Brano fornito:
Questa edizione di Cheese è dedicata ai formaggi a latte crudo, che in alcuni paesi, di tanto in tanto, sono al centro di polemiche da parte di chi ritiene che vadano fatti solo con latte pastorizzato, perché altrimenti potrebbero creare problemi igienico sanitari. Eppure, come ci ha ricordato Carlo Petrini, il Parmigiano Reggiano è fatto così da molti secoli. Avete mai avuto problemi sotto questo aspetto?
In Italia no, perché abbiamo un’esperienza che si tramanda di generazione in generazione che ci insegna che non c’è alcun problema se il formaggio è stagionato. Negli Stati Uniti c’è la lobby dei formaggi industriali che ha interesse ad evocare presunti rischi legati al latte crudo, per questo credo sia veramente molto importante il lavoro fatto in questi anni da Cheese, soprattutto in questa edizione in cui il paese partner sono proprio gli Stati Uniti.
Anche lì ci sono piccoli produttori artigianali di formaggi a latte crudo, e l’obiettivo è far capire ai consumatori americani che questi non comportano nessun rischio per la salute se si seguono i metodi produttivi tradizionali e corretti. In questo modo ne hanno vantaggio anche i produttori italiani che esportano negli Usa i loro formaggi di qualità, legati al territorio e senza fermenti aggiunti.
La minaccia evocata periodicamente negli Stati Uniti (ma fenomeni del genere poi potrebbero propagarsi anche in altri mercati) è quella di introdurre dei divieti sui formaggi a latte crudo per presunti rischi per la salute umana. Cosa che la tradizione millenaria del nostro prodotto, e di tanti altri dell’eccellenza italiana ed europea, dimostra non essere un problema.
Ricordo infatti che la stagionatura oltre i sessanta giorni esclude ogni rischio per il consumatore, e anche per i formaggi molto freschi non si parlerebbe in ogni caso di rischi gravi per la salute. Nel caso del Parmigano Reggiano la stagionatura minima è di 12 mesi, ma nella media è di 24 e oltre.
Ci ricordi dove viene prodotto il Parmigiano Reggiano.
Il territorio abbraccia completamente le province di Parma, Reggio Emilia e Modena; e sottolineo che c’è sia la componente della pianura che quella della montagna. C’è poi una parte della provincia di Bologna (la zona sinistra Reno) e una parte della provincia di Mantova (destra Po). Questo è il territorio; grande se lo guardiamo dall’Italia ma estremamente piccolo e specifico se lo vediamo in un’ottica globale.
E quali sono le caratteristiche che distinguono il Parmigiano Reggiano da formaggi “simili”?

Attività da svolgere:
• 1. Rispondi in base al brano:
(a) Qual è la stagionatura minima del Parmigiano Reggiano?
(b) Quale paese è partner di questa edizione di Cheese?
(c) Oltre quanti giorni di stagionatura si esclude ogni rischio per il consumatore?
• 2. Elenca tutte le province citate nel brano come parte del territorio di produzione del Parmigiano Reggiano.
• 3. Riproduci la parte del brano compresa tra "La minaccia evocata" e "il Parmigiano Reggiano.", estremi inclusi.

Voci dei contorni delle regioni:
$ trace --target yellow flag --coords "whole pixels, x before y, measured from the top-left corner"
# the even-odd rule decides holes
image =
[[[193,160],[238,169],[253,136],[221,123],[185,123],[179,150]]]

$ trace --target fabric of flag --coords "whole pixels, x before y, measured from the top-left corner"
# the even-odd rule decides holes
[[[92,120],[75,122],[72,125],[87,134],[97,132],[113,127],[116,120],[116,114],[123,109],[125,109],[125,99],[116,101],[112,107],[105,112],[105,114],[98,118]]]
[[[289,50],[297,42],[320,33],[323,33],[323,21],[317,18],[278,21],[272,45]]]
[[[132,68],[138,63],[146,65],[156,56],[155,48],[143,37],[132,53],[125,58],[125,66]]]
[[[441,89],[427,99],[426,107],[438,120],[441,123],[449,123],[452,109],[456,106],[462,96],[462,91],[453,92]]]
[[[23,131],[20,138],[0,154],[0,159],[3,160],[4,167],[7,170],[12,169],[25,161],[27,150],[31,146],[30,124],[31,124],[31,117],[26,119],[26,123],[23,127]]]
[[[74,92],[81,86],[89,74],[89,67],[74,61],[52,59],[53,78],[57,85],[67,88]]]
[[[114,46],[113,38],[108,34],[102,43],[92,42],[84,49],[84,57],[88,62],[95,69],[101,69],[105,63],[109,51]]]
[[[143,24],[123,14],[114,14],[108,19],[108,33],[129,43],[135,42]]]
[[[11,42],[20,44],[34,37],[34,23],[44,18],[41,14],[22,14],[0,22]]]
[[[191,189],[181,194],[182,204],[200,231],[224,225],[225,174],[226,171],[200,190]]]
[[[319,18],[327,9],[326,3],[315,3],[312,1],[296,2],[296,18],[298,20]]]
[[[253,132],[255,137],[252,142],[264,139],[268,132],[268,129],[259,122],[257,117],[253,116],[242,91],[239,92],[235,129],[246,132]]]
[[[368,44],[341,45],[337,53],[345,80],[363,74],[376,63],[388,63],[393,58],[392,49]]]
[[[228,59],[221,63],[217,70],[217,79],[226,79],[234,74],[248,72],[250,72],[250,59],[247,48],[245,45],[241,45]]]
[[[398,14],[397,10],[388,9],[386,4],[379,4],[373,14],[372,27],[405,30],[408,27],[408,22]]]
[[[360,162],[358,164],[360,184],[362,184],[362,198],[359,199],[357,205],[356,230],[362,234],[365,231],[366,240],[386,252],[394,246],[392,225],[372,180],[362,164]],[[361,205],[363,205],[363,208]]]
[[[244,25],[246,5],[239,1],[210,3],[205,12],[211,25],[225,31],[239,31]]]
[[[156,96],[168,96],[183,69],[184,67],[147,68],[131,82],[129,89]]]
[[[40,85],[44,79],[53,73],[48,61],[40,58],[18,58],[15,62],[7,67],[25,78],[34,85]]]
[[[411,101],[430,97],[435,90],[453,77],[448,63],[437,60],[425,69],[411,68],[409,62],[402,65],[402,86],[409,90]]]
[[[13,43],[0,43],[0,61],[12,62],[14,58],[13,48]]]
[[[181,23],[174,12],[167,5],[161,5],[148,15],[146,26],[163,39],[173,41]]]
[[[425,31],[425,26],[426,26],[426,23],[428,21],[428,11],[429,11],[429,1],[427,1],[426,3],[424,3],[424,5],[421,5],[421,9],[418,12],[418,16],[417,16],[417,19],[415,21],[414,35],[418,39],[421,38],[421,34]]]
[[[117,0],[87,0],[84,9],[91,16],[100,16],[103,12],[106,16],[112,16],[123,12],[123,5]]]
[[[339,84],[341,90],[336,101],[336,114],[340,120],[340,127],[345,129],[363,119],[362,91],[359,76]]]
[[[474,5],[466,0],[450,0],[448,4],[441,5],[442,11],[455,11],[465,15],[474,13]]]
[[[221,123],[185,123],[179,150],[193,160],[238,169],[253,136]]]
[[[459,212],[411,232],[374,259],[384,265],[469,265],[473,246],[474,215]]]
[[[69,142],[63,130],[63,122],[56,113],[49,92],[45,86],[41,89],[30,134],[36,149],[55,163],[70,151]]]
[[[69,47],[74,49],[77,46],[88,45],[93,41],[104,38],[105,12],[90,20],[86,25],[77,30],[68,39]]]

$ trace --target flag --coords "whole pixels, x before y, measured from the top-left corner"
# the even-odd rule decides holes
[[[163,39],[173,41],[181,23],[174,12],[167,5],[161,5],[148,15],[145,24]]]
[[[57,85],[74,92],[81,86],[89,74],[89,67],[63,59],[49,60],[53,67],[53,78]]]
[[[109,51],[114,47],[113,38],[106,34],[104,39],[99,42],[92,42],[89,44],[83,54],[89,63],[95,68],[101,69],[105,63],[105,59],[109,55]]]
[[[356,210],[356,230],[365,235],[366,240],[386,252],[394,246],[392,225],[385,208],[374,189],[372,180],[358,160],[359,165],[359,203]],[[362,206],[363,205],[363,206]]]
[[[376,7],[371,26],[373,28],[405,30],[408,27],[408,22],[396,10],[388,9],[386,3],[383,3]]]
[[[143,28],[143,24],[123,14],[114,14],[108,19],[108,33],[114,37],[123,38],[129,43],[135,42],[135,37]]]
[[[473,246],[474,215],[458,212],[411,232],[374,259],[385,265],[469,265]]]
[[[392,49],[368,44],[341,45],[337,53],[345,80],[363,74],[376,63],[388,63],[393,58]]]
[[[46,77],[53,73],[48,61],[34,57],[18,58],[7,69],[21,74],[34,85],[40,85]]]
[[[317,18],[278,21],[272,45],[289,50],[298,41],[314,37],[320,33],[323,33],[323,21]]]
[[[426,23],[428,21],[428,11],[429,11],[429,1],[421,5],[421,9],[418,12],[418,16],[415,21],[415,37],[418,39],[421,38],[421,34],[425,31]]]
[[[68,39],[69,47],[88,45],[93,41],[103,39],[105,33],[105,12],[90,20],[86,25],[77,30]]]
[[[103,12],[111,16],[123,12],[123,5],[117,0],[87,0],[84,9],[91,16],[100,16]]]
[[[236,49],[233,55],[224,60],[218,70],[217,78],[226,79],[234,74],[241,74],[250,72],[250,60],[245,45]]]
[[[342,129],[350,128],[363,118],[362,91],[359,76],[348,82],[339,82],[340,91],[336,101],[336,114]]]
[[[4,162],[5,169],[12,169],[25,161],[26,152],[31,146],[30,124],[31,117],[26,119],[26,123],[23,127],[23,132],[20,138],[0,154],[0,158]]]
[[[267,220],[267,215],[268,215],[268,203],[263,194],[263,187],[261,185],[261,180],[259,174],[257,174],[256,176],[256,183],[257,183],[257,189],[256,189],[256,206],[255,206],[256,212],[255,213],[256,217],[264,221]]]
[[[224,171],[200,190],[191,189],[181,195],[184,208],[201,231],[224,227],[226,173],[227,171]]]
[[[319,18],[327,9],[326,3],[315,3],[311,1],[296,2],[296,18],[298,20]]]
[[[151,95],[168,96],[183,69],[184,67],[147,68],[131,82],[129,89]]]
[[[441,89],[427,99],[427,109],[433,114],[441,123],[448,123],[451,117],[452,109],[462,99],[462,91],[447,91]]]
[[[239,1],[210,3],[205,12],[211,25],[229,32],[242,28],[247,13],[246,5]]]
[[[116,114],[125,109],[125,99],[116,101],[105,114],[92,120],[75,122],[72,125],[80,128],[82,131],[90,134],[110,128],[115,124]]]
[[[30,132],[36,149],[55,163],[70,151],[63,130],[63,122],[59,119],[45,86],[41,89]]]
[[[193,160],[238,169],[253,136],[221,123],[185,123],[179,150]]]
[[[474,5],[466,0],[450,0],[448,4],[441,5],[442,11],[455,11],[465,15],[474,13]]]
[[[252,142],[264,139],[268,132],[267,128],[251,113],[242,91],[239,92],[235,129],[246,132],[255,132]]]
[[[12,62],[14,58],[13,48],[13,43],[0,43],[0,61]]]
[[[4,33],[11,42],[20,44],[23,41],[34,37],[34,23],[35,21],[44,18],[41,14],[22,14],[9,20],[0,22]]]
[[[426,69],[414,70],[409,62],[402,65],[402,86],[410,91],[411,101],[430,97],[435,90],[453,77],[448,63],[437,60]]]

Esiti degli esercizi:
• 1.
(a) 12 mesi.
(b) Gli Stati Uniti.
(c) Oltre sessanta giorni.

• 2. Parma, Reggio Emilia, Modena, Bologna, Mantova

• 3.
La minaccia evocata periodicamente negli Stati Uniti (ma fenomeni del genere poi potrebbero propagarsi anche in altri mercati) è quella di introdurre dei divieti sui formaggi a latte crudo per presunti rischi per la salute umana. Cosa che la tradizione millenaria del nostro prodotto, e di tanti altri dell’eccellenza italiana ed europea, dimostra non essere un problema.
Ricordo infatti che la stagionatura oltre i sessanta giorni esclude ogni rischio per il consumatore, e anche per i formaggi molto freschi non si parlerebbe in ogni caso di rischi gravi per la salute. Nel caso del Parmigano Reggiano la stagionatura minima è di 12 mesi, ma nella media è di 24 e oltre.
Ci ricordi dove viene prodotto il Parmigiano Reggiano.